- [INPUT FOR THIS TASK]:
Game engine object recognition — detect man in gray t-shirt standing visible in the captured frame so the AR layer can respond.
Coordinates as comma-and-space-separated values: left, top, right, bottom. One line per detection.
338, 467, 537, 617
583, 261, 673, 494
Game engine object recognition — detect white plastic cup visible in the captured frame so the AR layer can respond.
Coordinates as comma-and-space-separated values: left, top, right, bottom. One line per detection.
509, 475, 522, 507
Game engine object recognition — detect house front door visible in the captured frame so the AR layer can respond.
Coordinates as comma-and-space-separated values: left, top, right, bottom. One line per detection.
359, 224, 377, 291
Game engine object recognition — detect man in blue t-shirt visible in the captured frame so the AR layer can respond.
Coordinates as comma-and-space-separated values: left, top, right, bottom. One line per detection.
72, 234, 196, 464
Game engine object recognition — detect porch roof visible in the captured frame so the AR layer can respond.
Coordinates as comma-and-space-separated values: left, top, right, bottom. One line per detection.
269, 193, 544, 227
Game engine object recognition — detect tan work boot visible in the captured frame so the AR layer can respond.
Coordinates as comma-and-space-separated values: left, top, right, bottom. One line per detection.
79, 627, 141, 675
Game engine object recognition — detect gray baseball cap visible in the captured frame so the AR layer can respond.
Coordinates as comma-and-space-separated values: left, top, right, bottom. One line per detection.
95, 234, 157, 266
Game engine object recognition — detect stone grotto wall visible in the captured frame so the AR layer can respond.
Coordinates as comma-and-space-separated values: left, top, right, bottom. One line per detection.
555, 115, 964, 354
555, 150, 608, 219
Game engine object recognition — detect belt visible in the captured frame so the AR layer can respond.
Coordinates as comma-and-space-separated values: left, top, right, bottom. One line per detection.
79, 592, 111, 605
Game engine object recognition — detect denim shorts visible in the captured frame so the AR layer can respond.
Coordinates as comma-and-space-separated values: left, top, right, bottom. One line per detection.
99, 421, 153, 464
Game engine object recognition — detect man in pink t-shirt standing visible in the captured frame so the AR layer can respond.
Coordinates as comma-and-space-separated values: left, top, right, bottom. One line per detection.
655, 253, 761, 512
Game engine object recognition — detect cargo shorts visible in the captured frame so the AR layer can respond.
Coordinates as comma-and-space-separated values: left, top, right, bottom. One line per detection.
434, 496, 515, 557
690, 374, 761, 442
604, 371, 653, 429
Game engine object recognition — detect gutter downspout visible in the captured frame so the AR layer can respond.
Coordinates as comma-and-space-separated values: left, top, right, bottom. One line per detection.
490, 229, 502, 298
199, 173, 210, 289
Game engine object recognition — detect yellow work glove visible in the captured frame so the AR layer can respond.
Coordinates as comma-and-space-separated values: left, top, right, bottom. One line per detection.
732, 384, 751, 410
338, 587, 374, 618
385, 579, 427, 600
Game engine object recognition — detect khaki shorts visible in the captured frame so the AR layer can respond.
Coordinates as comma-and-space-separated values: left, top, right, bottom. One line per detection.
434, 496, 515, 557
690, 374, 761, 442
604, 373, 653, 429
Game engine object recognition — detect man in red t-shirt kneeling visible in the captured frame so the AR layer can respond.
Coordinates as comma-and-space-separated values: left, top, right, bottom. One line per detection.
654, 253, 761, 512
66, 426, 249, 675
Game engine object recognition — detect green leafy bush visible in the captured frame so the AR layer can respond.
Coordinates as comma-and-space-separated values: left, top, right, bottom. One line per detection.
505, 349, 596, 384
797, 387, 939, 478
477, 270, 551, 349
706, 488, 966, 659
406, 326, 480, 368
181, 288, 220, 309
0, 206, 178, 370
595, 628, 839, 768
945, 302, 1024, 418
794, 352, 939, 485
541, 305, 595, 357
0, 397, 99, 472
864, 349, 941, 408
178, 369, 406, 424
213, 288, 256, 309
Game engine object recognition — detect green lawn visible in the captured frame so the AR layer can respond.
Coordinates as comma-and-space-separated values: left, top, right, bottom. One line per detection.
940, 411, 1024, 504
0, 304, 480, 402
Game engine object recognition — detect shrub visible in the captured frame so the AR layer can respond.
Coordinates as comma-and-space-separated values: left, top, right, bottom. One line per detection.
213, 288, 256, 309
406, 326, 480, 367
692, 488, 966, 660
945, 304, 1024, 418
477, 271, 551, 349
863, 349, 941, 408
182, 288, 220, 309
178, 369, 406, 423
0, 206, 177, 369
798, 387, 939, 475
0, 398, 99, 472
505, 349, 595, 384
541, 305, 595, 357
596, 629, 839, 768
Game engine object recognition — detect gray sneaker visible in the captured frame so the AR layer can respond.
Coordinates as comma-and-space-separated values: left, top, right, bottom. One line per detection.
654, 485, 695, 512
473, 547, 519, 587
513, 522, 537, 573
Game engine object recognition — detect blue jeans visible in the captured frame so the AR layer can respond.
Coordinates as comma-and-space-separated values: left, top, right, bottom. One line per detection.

- [PROMPT]: Rewrite all of the lines above, changing every "captured frame" to "current frame" and leaving everything else unchanged.

- [COMPLETED TASK]:
Game engine object recognition — detect man in gray t-shirt standing visible in the current frame so the AR layer can respond.
Coordinates as comma-and-space-separated values: left, top, right, bottom. One line per detection.
338, 467, 537, 617
583, 261, 673, 494
Game engine object recognition — detect white plastic cup visible in the current frame so the AR layer can respond.
Coordinates as comma-and-space-separated values: left, top, right, bottom. One line per detection.
509, 475, 522, 507
Game engine object recognition — detect house front door visible in the current frame so the AR layer can respond.
Coordinates as comma-and-space-separated values: left, top, right, bottom. One line per detection.
359, 224, 377, 291
Game engine object recognition — detect man in blue t-shirt visible in the current frame so the AR layer can respond.
Coordinates as comma-and-space-separated values: left, top, right, bottom. One line per detection.
72, 234, 196, 464
Game engine object recognition — detect porch roof visible in the current frame so the AR layer can respond.
Coordinates as comma-and-space-separated values: left, top, right, bottom. One line per detection.
269, 193, 544, 227
Game engine object recognition — detect tan work boot visible in the current frame so the AR layer can respond.
Coordinates as comma-and-space-separated values: left, top, right, bottom. One line per detection.
79, 627, 141, 675
Game engine object recognition — detect gray baseball cap visible in the current frame so the AR layer can respond.
Coordinates as comma-and-space-separated values: left, top, right, bottom. One line per detection.
95, 234, 157, 266
Game engine object recognition — detect stone grotto wall visible in the current frame so the AR layer can respond.
Coordinates as comma-and-space-separated values: left, top, right, bottom. One line per detection.
555, 115, 964, 354
555, 150, 608, 219
Game engine object recognition — detect belt visible in the current frame so the AR layer can respond.
Coordinates as comma-and-space-separated values: left, top, right, bottom. One line per detection.
79, 592, 111, 605
Game engine object recognition — detect denim shorts visible in the current frame so the AR layer can respond.
Coordinates as comma-and-space-separated values: left, top, right, bottom. One line per detection.
99, 421, 153, 464
Game engine object recognition — detect man in pink t-shirt standing visible in the current frame so the AR layer can respond.
Coordinates as comma-and-space-separated values: left, top, right, bottom. One line per detection.
655, 253, 761, 512
Game engine object recognition — detect cargo shorts visible in the current frame so the AR layer can respond.
Coordinates as comma-and-space-separated values: left, top, right, bottom. One line per detection.
434, 496, 515, 557
690, 374, 761, 442
604, 371, 653, 429
Game engine object recognition — detect gutter downspout visible in the current frame so the AR layer can respond.
Coordinates as comma-and-space-separated values: left, top, right, bottom. One line per detection.
490, 229, 502, 298
199, 173, 210, 289
Game engine object recognition — detect yellow work glove visible in the current frame so the AR layer can respond.
Coordinates as comma-and-space-separated values: left, top, right, bottom. One line per detection.
732, 384, 751, 410
338, 587, 374, 618
385, 579, 427, 600
Game engine object recognition — detect khaki shorts visible in the current frame so the AR layer can respond.
Coordinates as comma-and-space-separated values: left, top, right, bottom. One line per detection.
434, 496, 515, 557
690, 374, 761, 442
604, 373, 653, 429
Game engine object recognition — detect man in red t-shirt kneeling visible in the current frame so the AR layer can respond.
Coordinates as comma-and-space-separated values: left, top, right, bottom. One line per detection.
654, 253, 761, 512
66, 426, 249, 675
Game engine object recognition — detect green leafy bush visible in the current frame so the AR layer can respond.
Coordinates as comma-and-space-separated values: left, top, right, bottom. One line per detection.
505, 349, 596, 384
797, 387, 939, 478
477, 270, 551, 349
706, 488, 966, 659
406, 326, 480, 368
181, 288, 220, 309
0, 206, 178, 370
595, 628, 839, 768
945, 302, 1024, 418
794, 352, 939, 485
541, 305, 595, 357
0, 397, 99, 472
864, 349, 941, 408
178, 369, 406, 424
213, 288, 256, 309
Game engine object recognition — detect green lawn visible in the current frame so the AR layer can respond.
Coordinates as comma-and-space-separated values: left, top, right, bottom. One line per detection.
940, 411, 1024, 504
0, 304, 480, 402
Game engine object recognition — detect shrub visible in the current frame so the AR layer can respond.
Coordinates as comma-and-space-separated values: left, top, right, bottom. One line per detection.
213, 288, 256, 309
406, 326, 480, 367
692, 488, 966, 660
945, 304, 1024, 418
477, 271, 551, 349
863, 349, 941, 408
182, 288, 220, 309
178, 369, 406, 423
0, 206, 177, 369
798, 387, 939, 475
0, 398, 99, 472
505, 349, 595, 384
541, 305, 595, 357
596, 629, 839, 768
Game engine object recognition — detect gray sneaker visible in the current frame so the AR layer can respond.
Coordinates as comma-and-space-separated values: left, top, right, bottom. One line per detection.
654, 485, 695, 512
473, 547, 519, 587
513, 522, 537, 573
Game engine object recognition — detect blue jeans visible in the current frame so the AR layer can respond.
Coordinates as comma-and-space-separated values: left, top, right, bottom. One line per detection.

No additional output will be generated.